ヨーロッパ人権裁判所は母親の権利を擁護する

ヨーロッパ人権裁判所は母親の権利を擁護する

フランスの「目ざめよ!」執筆員

フランスのストラスブールにあるヨーロッパ人権裁判所は2003年12月16日,フランスの裁判所がエホバの証人のセラフィーヌ・パラウ-マルティネスに対して宗教上の差別を行なったとしました。

1996年にセラフィーヌは,その2年前に自分を捨てた夫との離婚を認められました。二人の子どもの親権はセラフィーヌに与えられました。しかし,子どもたちと3年半近く暮らした後の1997年に,以前の夫が子どもたちを面会期間の終わりに母親の元に帰そうとしないという事態が生じました。セラフィーヌはこう説明します。「わたしが子どもたちを学校に迎えに行くと,校長は警察を呼びました。警察官のいるところでしか子どもと会わせてもらえませんでした。子どもに信仰について話さないよう見張られていたのです。犯罪者のように扱われました。そして,神や聖書について子どもに話すこともクリスチャンの集会に連れて行くこともしない,という誓約書にサインしなければ子どもを連れ帰ることはできない,と言われました」。

セラフィーヌはこの件を裁判に訴えました。ところが,1998年にニーム控訴院は父親に親権を与える決定を下しました。控訴院はその決定の正当性を示すため,エホバの証人が子どもに教えている行動規範を十把一からげに厳しく批判しました。「とてもつらく感じました」とセラフィーヌは語ります。「子どもに有害な影響を与えていると非難されたからです。わたしはただ子どもたちにとって最善のものを与え,キリスト教の方法で育てようとしていたのです」。

フランスの最高上訴裁判所である破棄院が控訴院の決定を支持したため,セラフィーヌはこの件をヨーロッパ人権裁判所に持ち出すことにしました。人権裁判所は6対1で次のような判決を下しました。「当裁判所の見地からすると,[フランスの]控訴院が申立人の宗教に基づいて二親に対する措置に相違を生じさせたことに疑問の余地はない。……そのような措置上の相違は差別である」。人権裁判所は,フランスの控訴院の判決がセラフィーヌの養育能力 ― 全く問題とはされていない ― に基づくものでも,確かな事実に基づくものでもなく,「エホバの証人についての一般的な観察」に基づいている,と述べました。この宗教上の差別とセラフィーヌの権利の侵害を考慮し,人権裁判所はフランスに対して損害賠償金と訴訟費用の支払いを命じました。

▶ **作業指示**
上のヨーロッパ人権裁判所の判決に関する記事を、最後の文の後から引き継いで書いてください。

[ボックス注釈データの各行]
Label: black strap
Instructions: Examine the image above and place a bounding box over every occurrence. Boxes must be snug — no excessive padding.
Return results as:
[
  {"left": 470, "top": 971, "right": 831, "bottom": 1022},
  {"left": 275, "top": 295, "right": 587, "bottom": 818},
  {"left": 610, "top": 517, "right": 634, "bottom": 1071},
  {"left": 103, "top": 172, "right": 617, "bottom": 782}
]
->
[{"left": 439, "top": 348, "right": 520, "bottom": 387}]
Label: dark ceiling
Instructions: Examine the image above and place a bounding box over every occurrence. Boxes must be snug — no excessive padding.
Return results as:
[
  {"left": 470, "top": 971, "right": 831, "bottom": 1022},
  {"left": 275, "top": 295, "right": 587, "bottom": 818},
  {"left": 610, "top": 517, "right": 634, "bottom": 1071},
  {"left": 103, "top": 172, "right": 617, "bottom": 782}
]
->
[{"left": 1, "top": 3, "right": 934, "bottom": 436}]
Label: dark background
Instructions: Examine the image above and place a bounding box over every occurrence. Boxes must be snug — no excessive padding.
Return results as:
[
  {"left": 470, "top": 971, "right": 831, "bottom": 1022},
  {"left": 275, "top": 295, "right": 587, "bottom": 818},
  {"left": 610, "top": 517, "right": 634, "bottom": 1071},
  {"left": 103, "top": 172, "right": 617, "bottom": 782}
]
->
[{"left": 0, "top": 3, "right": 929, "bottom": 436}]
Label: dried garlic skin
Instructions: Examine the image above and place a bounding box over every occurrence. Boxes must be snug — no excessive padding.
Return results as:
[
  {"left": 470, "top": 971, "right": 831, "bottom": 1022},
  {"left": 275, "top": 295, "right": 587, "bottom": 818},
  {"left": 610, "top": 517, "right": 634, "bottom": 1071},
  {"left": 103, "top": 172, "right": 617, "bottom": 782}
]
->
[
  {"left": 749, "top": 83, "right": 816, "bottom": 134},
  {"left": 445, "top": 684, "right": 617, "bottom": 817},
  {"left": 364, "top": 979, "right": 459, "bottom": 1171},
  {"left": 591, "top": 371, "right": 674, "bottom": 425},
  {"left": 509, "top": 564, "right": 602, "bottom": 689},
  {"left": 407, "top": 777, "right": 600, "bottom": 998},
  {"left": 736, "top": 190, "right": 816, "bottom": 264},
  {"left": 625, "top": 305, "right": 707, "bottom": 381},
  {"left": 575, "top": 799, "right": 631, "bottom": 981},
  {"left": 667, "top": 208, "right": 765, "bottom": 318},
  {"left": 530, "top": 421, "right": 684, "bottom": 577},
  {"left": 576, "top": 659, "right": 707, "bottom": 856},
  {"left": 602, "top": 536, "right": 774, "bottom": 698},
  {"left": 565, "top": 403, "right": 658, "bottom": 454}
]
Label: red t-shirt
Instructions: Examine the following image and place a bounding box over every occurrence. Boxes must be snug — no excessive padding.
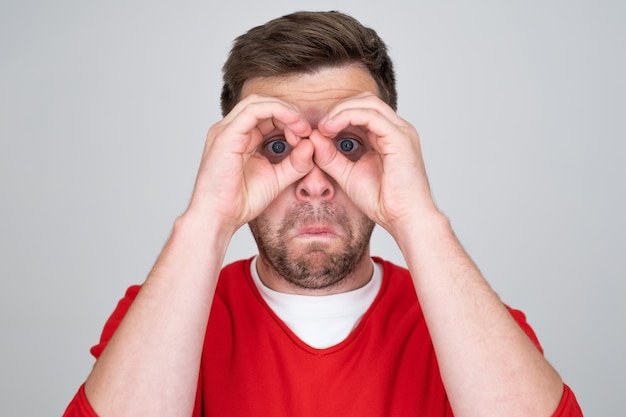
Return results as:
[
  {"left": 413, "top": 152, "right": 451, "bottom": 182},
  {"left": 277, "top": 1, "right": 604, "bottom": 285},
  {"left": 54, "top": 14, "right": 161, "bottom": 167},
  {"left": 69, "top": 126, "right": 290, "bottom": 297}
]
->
[{"left": 65, "top": 258, "right": 582, "bottom": 417}]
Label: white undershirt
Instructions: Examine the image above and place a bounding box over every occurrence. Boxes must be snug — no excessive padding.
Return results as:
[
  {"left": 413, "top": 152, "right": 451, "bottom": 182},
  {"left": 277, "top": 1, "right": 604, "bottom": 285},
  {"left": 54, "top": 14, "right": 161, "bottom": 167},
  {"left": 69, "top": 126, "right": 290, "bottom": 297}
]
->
[{"left": 250, "top": 257, "right": 383, "bottom": 349}]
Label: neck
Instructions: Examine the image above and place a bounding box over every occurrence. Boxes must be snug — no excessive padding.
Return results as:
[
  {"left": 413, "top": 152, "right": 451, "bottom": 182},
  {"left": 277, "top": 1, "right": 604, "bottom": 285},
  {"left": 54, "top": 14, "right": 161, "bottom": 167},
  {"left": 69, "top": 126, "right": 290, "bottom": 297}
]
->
[{"left": 256, "top": 250, "right": 374, "bottom": 295}]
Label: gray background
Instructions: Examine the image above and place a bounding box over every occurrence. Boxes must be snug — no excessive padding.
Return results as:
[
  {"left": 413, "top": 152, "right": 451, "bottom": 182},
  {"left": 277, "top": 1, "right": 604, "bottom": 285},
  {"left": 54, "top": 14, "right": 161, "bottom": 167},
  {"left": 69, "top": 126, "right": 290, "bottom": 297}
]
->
[{"left": 0, "top": 0, "right": 626, "bottom": 416}]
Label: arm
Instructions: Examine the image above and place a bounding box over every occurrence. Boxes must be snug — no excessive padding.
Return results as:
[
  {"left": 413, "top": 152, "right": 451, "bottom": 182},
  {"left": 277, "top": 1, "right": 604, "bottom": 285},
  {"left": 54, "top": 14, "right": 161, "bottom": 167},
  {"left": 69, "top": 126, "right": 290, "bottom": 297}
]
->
[
  {"left": 311, "top": 95, "right": 563, "bottom": 417},
  {"left": 79, "top": 96, "right": 313, "bottom": 417}
]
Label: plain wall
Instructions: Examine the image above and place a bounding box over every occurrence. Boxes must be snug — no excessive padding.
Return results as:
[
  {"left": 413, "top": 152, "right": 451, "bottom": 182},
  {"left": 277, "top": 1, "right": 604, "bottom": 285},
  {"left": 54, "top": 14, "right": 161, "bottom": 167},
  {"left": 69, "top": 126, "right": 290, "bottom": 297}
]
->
[{"left": 0, "top": 0, "right": 626, "bottom": 416}]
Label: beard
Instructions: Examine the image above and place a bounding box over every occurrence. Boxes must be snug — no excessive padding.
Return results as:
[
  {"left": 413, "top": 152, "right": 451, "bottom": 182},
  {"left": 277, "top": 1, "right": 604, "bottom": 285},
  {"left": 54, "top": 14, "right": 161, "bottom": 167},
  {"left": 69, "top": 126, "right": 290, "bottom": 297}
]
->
[{"left": 248, "top": 203, "right": 375, "bottom": 290}]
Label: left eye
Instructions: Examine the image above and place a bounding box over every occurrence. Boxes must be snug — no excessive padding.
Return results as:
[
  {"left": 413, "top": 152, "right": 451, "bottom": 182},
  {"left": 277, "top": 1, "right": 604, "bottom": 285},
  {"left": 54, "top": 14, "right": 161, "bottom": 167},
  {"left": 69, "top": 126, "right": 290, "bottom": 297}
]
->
[{"left": 336, "top": 138, "right": 360, "bottom": 154}]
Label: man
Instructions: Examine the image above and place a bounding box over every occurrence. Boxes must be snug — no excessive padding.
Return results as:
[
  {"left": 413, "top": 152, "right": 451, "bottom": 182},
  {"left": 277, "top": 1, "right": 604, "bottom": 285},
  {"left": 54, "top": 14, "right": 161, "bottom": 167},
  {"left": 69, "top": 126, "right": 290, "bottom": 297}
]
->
[{"left": 66, "top": 12, "right": 582, "bottom": 417}]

▶ **課題の結果**
この判決は,ヨーロッパ人権裁判所が1993年6月に同じような訴訟で下した判決と調和しています。人権裁判所はその訴訟で,オーストリアがエホバの証人のイングリート・ホフマンをその宗教を理由に差別した,と判断しました。 * フランスの法律専門誌「ラ・スメヌ・ジュリディク」はこう述べています。「今回の判決は『ホフマン』の判決と調和して,おもに宗教を考慮して親権に関する判決を下すことは決してできない,という点を裏付けている」。セラフィーヌの弁護士は次のように述べています。「この判決は非常に重要なものです。人権裁判所によって確立された判例法は,不公正な判決に対するエホバの証人の親の権利を一貫して擁護しているからです」。

現在スペインに住んでいるセラフィーヌは判決についてどう思うかと尋ねられ,こう語りました。「大変うれしく思いますし,ほっとしました。宗教を理由に子どもたちと引き離されて5年も会えなかったのは,本当につらい経験でしたが,エホバがずっと支えてくださいました。この判決が,わたしと同じような状況にある他の人たちの助けになればと思います」。

[脚注]

^ 7節 「目ざめよ!」誌,1993年10月8日号,15ページ,「親権をめぐる争いでエホバの証人が擁護される」という記事をご覧ください。